▶ [Problem requirements]:
Report how many lines of the data below contain the word "white". Give only the number.

[Items stored from a collection]
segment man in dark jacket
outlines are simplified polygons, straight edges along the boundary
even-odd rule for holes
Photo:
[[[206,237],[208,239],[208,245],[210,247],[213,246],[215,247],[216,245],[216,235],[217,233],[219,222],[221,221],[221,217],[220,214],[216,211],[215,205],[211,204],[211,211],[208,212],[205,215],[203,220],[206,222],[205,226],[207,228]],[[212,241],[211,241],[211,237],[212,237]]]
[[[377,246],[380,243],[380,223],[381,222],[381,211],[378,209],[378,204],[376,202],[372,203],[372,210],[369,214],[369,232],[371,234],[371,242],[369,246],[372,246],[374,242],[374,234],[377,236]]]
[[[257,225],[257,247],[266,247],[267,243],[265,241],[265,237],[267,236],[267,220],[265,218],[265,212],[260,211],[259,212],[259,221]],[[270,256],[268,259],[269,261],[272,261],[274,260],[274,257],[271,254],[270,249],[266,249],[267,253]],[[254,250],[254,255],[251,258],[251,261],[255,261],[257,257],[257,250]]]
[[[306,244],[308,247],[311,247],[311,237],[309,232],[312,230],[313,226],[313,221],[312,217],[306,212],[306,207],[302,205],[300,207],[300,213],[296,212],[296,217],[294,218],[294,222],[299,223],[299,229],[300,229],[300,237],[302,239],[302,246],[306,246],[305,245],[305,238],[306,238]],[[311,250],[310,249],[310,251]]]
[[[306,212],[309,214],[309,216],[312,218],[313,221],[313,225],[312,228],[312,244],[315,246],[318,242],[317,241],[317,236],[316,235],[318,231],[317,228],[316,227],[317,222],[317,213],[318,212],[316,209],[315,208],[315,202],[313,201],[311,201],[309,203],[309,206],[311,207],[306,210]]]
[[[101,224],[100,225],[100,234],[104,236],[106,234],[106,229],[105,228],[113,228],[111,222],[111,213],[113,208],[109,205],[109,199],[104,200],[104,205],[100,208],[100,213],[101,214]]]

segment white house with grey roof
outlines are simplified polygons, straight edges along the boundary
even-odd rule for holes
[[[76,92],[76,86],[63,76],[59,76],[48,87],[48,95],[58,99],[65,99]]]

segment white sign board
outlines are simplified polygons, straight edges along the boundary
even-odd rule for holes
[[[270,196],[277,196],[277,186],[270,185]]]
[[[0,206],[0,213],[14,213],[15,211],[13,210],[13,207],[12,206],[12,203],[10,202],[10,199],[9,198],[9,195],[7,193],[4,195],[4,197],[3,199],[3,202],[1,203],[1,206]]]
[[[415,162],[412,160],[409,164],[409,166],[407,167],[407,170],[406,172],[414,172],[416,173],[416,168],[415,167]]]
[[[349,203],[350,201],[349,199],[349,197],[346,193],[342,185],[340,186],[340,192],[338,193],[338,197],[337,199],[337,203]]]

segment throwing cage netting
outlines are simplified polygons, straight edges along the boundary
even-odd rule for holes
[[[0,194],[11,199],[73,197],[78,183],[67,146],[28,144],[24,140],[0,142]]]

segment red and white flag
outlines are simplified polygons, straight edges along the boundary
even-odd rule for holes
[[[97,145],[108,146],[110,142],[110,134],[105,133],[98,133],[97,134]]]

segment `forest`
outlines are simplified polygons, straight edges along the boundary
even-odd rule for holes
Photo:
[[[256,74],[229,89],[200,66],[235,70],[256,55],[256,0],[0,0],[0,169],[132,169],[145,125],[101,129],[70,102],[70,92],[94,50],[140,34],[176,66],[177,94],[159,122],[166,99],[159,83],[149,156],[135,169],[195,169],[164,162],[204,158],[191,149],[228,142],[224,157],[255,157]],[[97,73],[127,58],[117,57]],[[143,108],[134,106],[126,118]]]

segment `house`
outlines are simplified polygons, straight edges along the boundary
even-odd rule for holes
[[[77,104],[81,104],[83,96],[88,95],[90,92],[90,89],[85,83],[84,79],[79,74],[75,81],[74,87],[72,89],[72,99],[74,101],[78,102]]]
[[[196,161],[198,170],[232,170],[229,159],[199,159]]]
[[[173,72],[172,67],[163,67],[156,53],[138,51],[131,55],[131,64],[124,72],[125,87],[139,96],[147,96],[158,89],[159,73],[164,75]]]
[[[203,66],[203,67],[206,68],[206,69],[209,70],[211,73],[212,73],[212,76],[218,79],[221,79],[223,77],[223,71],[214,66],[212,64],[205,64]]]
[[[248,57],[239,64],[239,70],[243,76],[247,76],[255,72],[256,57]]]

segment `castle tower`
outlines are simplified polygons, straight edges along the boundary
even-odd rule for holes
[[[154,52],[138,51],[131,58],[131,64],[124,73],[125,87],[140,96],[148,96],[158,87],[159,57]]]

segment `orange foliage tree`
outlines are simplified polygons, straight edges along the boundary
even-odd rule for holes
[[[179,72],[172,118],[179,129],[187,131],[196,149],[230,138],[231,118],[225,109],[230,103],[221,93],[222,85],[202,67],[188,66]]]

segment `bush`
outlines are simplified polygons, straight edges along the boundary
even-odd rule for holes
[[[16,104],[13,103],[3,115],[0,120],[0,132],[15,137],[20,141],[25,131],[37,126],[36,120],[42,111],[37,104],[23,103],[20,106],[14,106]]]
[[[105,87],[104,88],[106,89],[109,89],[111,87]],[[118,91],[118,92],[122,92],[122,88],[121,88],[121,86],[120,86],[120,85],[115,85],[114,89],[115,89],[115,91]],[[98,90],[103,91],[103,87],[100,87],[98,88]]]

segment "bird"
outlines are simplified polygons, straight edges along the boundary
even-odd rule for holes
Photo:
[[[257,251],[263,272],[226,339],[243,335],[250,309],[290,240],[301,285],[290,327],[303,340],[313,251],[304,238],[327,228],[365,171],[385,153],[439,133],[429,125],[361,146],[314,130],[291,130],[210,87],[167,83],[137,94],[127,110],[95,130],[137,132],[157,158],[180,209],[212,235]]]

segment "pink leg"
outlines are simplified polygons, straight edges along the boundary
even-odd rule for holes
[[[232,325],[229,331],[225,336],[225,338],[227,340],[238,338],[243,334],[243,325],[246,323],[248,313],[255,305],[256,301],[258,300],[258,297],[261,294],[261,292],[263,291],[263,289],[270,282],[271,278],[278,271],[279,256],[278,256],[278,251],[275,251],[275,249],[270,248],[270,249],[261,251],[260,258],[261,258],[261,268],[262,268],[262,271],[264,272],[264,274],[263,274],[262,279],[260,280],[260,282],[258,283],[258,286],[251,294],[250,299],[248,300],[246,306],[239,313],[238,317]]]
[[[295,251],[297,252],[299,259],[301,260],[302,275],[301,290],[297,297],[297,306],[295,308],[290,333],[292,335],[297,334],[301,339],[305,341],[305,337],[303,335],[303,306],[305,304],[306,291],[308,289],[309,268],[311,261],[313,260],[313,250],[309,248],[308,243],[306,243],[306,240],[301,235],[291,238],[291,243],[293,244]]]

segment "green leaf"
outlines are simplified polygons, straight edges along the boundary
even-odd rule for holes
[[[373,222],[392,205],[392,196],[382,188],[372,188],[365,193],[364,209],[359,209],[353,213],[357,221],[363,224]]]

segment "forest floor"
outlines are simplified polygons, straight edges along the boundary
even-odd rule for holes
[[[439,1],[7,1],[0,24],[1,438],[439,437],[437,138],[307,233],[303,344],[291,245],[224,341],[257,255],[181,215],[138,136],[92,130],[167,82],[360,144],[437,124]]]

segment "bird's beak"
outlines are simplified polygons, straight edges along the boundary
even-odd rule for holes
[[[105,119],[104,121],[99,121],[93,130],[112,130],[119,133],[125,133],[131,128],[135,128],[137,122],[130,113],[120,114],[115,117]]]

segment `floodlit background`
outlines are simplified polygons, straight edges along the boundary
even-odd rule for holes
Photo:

▶ [The output]:
3